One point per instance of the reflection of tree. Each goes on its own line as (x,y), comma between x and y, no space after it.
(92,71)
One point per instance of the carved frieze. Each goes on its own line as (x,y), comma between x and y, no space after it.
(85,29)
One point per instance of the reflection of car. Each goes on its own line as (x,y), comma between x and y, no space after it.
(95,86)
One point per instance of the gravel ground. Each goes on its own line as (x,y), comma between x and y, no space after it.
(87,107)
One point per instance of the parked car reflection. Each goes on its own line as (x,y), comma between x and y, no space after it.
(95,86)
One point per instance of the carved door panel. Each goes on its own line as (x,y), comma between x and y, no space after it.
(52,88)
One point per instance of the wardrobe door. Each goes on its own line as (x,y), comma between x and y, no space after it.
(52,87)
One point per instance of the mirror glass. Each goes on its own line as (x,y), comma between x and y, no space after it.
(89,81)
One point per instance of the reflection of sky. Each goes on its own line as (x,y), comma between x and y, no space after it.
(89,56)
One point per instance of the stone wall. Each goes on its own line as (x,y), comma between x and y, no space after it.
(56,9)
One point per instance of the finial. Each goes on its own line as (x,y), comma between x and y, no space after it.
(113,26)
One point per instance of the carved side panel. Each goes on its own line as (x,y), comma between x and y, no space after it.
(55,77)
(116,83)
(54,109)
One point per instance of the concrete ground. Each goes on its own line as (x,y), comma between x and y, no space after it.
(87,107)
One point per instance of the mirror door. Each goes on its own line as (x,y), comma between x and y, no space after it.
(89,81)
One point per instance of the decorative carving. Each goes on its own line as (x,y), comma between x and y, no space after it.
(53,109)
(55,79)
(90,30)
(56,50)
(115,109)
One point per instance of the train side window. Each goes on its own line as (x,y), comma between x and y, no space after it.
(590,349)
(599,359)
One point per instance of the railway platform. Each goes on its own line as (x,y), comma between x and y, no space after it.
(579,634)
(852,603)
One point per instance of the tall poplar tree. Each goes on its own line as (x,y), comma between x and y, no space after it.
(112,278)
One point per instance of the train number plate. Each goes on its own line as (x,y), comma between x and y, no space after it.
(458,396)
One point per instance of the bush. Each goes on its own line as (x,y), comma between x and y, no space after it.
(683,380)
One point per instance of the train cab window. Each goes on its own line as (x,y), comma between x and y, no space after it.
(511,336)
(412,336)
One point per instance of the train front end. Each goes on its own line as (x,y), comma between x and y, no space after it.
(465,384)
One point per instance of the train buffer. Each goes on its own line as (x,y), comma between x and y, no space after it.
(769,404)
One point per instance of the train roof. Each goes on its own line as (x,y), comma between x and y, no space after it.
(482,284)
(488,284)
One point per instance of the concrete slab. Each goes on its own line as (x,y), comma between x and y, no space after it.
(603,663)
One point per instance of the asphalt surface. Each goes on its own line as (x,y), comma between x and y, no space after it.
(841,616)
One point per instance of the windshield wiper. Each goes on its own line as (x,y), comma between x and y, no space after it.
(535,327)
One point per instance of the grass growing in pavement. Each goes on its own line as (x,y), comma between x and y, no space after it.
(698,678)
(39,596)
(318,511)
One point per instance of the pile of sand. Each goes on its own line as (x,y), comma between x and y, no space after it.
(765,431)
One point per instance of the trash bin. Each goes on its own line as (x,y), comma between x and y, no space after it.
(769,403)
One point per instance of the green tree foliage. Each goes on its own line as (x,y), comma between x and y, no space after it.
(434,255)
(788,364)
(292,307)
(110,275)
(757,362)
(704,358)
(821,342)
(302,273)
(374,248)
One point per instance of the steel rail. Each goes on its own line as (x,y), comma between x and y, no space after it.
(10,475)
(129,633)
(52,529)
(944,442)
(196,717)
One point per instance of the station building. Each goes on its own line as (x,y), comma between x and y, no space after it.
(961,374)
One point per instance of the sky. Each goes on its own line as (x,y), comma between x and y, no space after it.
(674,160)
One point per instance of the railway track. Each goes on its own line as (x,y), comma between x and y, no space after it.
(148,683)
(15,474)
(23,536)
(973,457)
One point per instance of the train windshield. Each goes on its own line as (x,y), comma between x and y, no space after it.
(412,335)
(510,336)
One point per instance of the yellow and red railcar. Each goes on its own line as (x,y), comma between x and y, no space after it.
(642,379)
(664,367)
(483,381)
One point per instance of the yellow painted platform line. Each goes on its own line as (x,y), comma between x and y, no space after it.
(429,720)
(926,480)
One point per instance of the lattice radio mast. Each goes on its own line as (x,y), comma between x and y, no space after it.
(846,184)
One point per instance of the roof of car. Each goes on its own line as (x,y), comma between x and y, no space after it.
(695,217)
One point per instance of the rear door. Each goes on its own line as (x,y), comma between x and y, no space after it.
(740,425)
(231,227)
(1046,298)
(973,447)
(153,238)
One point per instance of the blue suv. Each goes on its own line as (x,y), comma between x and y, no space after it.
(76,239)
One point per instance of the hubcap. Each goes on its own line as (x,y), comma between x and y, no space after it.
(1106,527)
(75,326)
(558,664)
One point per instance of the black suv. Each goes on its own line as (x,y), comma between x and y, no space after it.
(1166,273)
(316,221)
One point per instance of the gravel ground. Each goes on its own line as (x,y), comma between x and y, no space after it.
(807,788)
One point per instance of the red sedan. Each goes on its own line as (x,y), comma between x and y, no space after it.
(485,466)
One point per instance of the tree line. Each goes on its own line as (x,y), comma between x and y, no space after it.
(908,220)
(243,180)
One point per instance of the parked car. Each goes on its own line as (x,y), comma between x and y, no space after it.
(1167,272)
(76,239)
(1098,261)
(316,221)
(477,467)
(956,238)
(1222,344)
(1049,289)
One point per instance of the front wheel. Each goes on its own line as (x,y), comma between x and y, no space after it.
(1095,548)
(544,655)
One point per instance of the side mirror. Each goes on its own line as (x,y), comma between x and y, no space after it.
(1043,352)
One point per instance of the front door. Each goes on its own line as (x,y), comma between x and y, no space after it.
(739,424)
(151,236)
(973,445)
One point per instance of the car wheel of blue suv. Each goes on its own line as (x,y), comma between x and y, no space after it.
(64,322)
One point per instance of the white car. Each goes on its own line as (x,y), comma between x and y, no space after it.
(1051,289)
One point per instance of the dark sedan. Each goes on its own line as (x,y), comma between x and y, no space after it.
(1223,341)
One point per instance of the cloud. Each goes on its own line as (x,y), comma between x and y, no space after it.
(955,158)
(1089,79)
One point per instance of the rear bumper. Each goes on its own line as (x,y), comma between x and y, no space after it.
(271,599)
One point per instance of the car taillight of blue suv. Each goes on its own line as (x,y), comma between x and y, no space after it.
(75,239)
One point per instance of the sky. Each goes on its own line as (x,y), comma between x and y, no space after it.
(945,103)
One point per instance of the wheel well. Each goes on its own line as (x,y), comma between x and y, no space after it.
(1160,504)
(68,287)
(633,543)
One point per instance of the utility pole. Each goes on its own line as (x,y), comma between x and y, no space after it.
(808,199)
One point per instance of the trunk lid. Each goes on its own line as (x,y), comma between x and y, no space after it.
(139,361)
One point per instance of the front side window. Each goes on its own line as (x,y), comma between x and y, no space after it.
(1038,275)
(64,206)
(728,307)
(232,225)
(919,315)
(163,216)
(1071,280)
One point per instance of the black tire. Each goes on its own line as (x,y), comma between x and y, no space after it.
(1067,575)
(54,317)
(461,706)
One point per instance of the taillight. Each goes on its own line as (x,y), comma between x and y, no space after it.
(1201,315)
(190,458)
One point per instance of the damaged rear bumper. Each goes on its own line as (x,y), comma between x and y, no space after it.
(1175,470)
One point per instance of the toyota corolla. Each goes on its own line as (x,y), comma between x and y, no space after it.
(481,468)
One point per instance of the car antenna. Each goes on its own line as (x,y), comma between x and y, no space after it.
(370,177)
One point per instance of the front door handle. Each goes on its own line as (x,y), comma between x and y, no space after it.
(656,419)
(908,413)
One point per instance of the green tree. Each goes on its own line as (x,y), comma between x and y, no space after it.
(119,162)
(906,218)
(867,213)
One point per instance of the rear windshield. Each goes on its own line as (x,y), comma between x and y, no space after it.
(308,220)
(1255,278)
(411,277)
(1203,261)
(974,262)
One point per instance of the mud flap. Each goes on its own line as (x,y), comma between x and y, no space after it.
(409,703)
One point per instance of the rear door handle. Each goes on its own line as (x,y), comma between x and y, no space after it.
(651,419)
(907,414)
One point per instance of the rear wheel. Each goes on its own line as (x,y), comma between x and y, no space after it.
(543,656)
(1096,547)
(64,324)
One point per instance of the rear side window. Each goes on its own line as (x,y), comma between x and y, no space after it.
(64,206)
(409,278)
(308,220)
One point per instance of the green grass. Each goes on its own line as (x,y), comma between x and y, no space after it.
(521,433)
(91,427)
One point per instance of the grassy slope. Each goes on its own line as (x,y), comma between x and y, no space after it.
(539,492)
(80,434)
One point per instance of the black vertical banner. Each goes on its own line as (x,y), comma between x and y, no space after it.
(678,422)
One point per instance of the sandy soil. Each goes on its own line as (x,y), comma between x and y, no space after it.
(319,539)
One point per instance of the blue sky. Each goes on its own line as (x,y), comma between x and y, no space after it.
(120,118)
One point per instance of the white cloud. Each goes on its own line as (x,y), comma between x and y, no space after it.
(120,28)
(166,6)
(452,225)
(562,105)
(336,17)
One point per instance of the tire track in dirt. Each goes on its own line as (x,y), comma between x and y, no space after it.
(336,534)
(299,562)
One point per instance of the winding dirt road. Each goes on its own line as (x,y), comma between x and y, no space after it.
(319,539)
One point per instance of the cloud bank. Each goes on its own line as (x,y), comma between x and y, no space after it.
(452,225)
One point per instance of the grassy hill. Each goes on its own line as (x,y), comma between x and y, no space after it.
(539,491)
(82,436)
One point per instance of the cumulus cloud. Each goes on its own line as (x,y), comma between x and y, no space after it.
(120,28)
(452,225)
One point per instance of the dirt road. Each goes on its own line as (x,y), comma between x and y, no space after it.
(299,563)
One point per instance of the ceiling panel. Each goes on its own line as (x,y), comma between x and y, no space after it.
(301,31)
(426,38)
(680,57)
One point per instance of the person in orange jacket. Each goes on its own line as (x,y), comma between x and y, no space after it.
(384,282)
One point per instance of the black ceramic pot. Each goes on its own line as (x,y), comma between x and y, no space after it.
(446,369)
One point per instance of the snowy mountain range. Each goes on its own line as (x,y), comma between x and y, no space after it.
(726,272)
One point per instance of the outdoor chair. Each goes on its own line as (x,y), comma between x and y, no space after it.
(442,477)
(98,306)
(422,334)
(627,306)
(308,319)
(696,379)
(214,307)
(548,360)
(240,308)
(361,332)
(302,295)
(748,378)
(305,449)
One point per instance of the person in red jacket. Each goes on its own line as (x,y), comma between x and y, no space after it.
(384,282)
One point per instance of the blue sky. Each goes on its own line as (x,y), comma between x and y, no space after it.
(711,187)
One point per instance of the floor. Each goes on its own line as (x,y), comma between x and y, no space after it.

- [YOUR OBJECTIVE] Make an exact copy of every line from the one with "One point per instance of the black ceramic" to the end of the data, with the first and last of those lines included.

- [RESPONSE TO THIS TASK]
One point per instance of the black ceramic pot. Each goes on its own line as (x,y), comma between x and y, no space after it.
(446,369)
One point per instance of the snowy mountain range. Each goes on its own line as (x,y), comma between x and y, no space after it.
(726,272)
One point per instance of the outdoor chair. Each goes on its own line as (x,y), comma between x and y, no space after it.
(442,477)
(98,306)
(422,334)
(627,306)
(308,319)
(696,379)
(214,307)
(548,360)
(240,308)
(361,332)
(302,295)
(748,378)
(305,449)
One point per instance of the person in red jacket. Each goes on its own line as (x,y), comma between x and y, no space after it.
(384,282)
One point per instance of the blue sky. Each goes on its own line as (x,y), comma between x and y, no space after it.
(711,187)
One point per instance of the floor. Each goes on its own line as (x,y), comma between x and y, no space after it.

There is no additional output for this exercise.